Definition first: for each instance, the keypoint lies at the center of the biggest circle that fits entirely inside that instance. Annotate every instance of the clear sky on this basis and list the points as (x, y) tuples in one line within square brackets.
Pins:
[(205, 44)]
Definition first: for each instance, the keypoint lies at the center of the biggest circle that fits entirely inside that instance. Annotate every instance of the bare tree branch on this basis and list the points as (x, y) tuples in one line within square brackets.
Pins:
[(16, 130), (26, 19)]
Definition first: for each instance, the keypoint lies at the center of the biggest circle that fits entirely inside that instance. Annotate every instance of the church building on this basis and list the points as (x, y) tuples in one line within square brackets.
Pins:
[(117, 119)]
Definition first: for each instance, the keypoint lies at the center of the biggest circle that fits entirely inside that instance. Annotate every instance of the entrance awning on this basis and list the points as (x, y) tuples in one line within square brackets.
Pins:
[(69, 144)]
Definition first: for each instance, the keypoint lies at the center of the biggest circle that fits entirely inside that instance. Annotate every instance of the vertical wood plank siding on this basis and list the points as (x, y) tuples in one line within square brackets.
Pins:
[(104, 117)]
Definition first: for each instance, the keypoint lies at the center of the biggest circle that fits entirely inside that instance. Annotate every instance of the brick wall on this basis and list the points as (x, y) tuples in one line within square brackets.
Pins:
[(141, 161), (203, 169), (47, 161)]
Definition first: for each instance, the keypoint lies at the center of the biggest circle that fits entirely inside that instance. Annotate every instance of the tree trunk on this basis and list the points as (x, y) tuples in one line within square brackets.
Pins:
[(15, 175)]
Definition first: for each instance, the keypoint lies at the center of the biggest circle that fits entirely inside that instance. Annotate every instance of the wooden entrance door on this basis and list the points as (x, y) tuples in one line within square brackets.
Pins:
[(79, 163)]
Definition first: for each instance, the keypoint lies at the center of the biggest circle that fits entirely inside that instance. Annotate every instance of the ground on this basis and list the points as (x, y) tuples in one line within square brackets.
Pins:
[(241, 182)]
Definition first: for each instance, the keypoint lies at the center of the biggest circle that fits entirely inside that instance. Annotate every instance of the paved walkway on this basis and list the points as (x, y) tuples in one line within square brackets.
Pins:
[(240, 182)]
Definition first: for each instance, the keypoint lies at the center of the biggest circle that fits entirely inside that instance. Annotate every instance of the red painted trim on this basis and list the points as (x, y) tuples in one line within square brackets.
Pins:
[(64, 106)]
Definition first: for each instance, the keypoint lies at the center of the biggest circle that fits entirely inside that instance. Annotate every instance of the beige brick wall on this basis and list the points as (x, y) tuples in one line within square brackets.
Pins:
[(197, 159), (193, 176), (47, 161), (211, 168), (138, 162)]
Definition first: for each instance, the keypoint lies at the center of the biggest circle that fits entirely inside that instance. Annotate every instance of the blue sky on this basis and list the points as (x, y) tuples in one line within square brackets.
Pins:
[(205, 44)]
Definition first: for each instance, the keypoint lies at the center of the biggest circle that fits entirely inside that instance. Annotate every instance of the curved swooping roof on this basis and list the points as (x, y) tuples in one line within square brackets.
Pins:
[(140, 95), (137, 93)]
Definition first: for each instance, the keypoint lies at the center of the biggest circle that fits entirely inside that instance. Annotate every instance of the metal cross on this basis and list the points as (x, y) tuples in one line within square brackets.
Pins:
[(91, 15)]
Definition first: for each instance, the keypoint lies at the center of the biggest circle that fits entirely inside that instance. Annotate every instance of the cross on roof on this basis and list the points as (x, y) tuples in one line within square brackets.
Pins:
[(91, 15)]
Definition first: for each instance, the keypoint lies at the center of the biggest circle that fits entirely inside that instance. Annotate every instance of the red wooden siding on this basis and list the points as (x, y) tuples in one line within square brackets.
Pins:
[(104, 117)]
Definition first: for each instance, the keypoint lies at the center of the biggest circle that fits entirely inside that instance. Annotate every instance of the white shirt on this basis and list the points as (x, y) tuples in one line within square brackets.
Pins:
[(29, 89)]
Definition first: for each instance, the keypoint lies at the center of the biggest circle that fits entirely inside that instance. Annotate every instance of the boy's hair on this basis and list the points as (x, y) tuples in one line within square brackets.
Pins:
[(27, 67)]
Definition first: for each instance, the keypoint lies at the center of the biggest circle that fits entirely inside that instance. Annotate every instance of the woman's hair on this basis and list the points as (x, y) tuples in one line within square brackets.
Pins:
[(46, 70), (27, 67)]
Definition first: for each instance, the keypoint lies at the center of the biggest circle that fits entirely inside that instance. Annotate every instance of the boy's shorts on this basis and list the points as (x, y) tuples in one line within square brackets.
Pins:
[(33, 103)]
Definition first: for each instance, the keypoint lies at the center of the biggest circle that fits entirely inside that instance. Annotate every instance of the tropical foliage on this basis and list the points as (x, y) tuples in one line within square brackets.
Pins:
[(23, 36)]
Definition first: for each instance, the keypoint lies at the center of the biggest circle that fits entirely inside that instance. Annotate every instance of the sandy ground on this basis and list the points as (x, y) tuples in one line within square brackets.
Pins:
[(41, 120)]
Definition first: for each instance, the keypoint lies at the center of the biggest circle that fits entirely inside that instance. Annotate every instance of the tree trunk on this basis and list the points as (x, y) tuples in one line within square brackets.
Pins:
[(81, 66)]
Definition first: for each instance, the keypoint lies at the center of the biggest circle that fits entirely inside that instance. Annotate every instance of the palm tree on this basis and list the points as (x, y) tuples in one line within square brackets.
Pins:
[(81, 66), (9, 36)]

PROBLEM: Output the whole of the material above, exactly.

SOLUTION:
Definition first: for each instance, the keypoint lies at the center of the biggest circle that fits entirely inside that instance. Annotate every instance of the clear sky on this basis and list the points as (x, y) tuples in one line within square brackets.
Pins:
[(205, 44)]
Definition first: for each instance, the keypoint lies at the center of the biggest circle that fits entirely inside that instance. Annotate every instance of the bare tree branch on this basis and list the points as (x, y) tuples in one line within square brackets.
Pins:
[(16, 130), (26, 19)]
Definition first: for each instance, the keypoint lies at the center of the biggest circle that fits entirely inside that instance. Annotate every instance of the church building on this basis and list the points as (x, y) tuples in one line within square brackets.
Pins:
[(117, 119)]
Definition first: for each instance, the keypoint lies at the center of the biggest circle that fits entirely inside that instance. Annotate every instance of the entrance awning on this basis and list the points as (x, y) tuples in one line within square brackets.
Pins:
[(69, 144)]
Definition first: for each instance, the keypoint lies at the center of the biggest circle that fits entirely inside that instance. Annotate every instance of the vertical wood plank siding on this basis and list the points as (x, y) tuples in one line within square brackets.
Pins:
[(104, 117)]
Definition first: for each instance, the keypoint lies at the center of the biggest circle that fits entirely inside that instance. Annotate every instance of the brick wall on this basis and list the points as (x, y) tuples in one line within square brackets.
Pins:
[(141, 161), (203, 169), (47, 161)]
Definition first: for each instance, the keypoint lies at the center of the biggest circle that fits entirely inside that instance. Annotate every instance of the tree trunk on this basis and list the points as (x, y) tuples in one line within square brackets.
Pins:
[(15, 175)]
Definition first: for each instance, the keypoint lies at the center of the biggest circle that fits entirely inside that instance. Annotate every instance of the wooden entrance door on this basis and list the points as (x, y) tuples in one line within square brackets.
Pins:
[(79, 163)]
Definition first: for each instance, the keypoint lies at the center of the biggest circle that fits entirely inside that instance. Annotate every instance of the ground on this basis and list the points as (x, y) tuples in one line within square brackets.
Pins:
[(241, 182)]
Definition first: for each instance, the keypoint lies at the center of the biggest circle that fits entirely inside that instance. Annotate every instance of the paved walkway on this basis and list the points as (x, y) tuples in one line within square brackets.
Pins:
[(240, 182)]
Definition first: for each instance, the keypoint lies at the center of the biggest circle that fits entirely inside that instance. Annotate every instance of the red painted trim on this basis and list the points as (x, y) tuples in one line within square brackets.
Pins:
[(64, 106)]
Definition first: for each instance, the keypoint lies at the center of the biggest circle that fits entirely inside that instance. Annotate every instance of the beige brick wall on this basis and list the points as (x, y) tuples in one line within square brackets.
Pins:
[(197, 159), (193, 176), (47, 161), (211, 168), (138, 162)]
Definition first: for each instance, the keypoint lies at the center of the biggest circle that fits entirely inside that instance. Annotate every instance of the blue sky on this basis and list the points as (x, y) tuples in one line within square brackets.
Pins:
[(205, 44)]
Definition first: for each instance, the keypoint lies at the center of the biggest circle that fits entirely inside that instance. Annotate every instance of the curved swooping roof on this basis and list the points as (x, y) tuples in one line within square brackets.
Pins:
[(140, 95), (137, 93)]
Definition first: for each instance, the keypoint lies at the center of the biggest circle that fits entirely inside that instance. Annotate every instance of the metal cross on this basis and list the points as (x, y) tuples in one line within square brackets.
Pins:
[(91, 15)]
Definition first: for each instance, the keypoint lies at the center of the biggest circle that fits entirely inside that instance. Annotate every instance of the cross on roof on this basis and list the points as (x, y) tuples in one line within square brackets.
Pins:
[(91, 15)]
Definition first: for each instance, the keypoint lies at the center of the biggest circle that fits entirely inside that instance. Annotate every instance of the red wooden siding on this basis and list the points as (x, y) tuples in one line within square brackets.
Pins:
[(104, 117)]
Definition first: for each instance, the keypoint lies at the center of the biggest circle that fits entirely inside that instance. Annotate every instance of the white shirt on this basis and list the points as (x, y) tuples in one line within square brackets.
Pins:
[(29, 89)]
Definition first: for each instance, the keypoint lies at the center of the biggest circle that fits entirely inside that instance. Annotate every instance of the boy's hair on this basis and list the points as (x, y) tuples in one line within square brackets.
Pins:
[(27, 67)]
Definition first: for each instance, the keypoint lies at the center of the biggest circle that fits entirely inside that instance. Annotate every instance of the woman's hair on this basis and list the points as (x, y) tuples in one line within square brackets.
Pins:
[(46, 70), (27, 67)]
Definition first: for each instance, the keypoint lies at the center of the biggest circle that fits entirely inside that instance. Annotate every instance of the boy's shorts on this basis and list the points as (x, y) tuples in one line within square brackets.
Pins:
[(33, 103)]
Definition first: for each instance, the keypoint lies at the center of the biggest circle that fits entirely inside that instance. Annotate every instance of the tropical foliage on this basis and list the points as (x, y) tuples in one line within square brackets.
Pins:
[(23, 36)]
Definition first: for each instance, the keypoint lies at the center of the biggest circle that fits entirely inside that instance. Annotate every instance of the sandy ground on this basis and list the points as (x, y) tuples in one line within square brackets.
Pins:
[(41, 120)]
Definition first: for each instance, the keypoint lies at the center of the biggest circle that fits entirely inside that instance. Annotate every instance of the tree trunk on this basis and list the points as (x, y) tuples in one line within square brackets.
Pins:
[(81, 66)]
Definition first: for each instance, the keypoint lies at the center of the biggest circle that fits entirely inside that instance. Annotate every instance of the palm tree on this basis and list the points as (x, y) tuples in one line within square brackets.
Pins:
[(81, 66), (9, 36)]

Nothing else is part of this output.